Detection annotation records

--- Start ---

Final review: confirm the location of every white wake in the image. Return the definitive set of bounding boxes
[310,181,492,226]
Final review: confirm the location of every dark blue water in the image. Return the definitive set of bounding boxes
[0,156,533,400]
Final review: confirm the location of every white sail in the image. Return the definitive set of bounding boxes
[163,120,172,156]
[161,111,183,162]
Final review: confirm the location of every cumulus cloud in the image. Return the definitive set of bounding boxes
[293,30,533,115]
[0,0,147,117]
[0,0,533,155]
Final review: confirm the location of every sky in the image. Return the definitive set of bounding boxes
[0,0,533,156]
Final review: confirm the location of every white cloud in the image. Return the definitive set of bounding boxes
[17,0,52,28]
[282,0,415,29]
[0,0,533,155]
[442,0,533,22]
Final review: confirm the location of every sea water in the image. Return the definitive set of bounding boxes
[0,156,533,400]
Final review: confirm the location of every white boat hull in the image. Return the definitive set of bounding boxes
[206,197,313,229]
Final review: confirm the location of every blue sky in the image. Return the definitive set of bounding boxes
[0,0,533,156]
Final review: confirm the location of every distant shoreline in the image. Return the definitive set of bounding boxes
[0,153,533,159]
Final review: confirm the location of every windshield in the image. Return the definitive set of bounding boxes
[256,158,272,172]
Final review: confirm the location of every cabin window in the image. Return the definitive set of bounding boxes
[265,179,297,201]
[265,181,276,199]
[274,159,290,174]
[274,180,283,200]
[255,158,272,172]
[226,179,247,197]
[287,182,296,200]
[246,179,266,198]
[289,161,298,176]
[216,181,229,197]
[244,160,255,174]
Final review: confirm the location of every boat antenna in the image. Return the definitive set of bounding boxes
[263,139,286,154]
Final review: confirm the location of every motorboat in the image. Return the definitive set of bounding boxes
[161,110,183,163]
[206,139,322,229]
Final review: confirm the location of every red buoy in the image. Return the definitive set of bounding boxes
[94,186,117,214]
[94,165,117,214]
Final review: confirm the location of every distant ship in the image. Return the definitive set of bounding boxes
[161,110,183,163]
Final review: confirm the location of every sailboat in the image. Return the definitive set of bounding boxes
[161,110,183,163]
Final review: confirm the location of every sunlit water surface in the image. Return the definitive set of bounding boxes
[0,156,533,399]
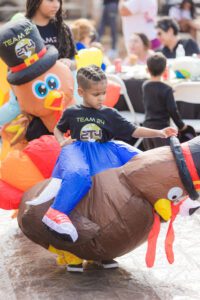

--- End ---

*Exercise instructions*. Can you restate the records from the line containing "Final review: confirm the location of every cabin" down to the line containing "[244,160,255,174]", swapping "cabin window" for "porthole" and leaving everything else unchanged?

*Exercise answer*.
Final review: confirm the location of every porthole in the image. Return the definitive set of bounding boxes
[265,179,297,201]
[265,181,276,199]
[274,159,290,174]
[274,180,283,200]
[255,158,272,172]
[226,179,247,197]
[287,182,296,200]
[246,179,266,198]
[289,161,298,176]
[216,181,229,197]
[244,160,255,174]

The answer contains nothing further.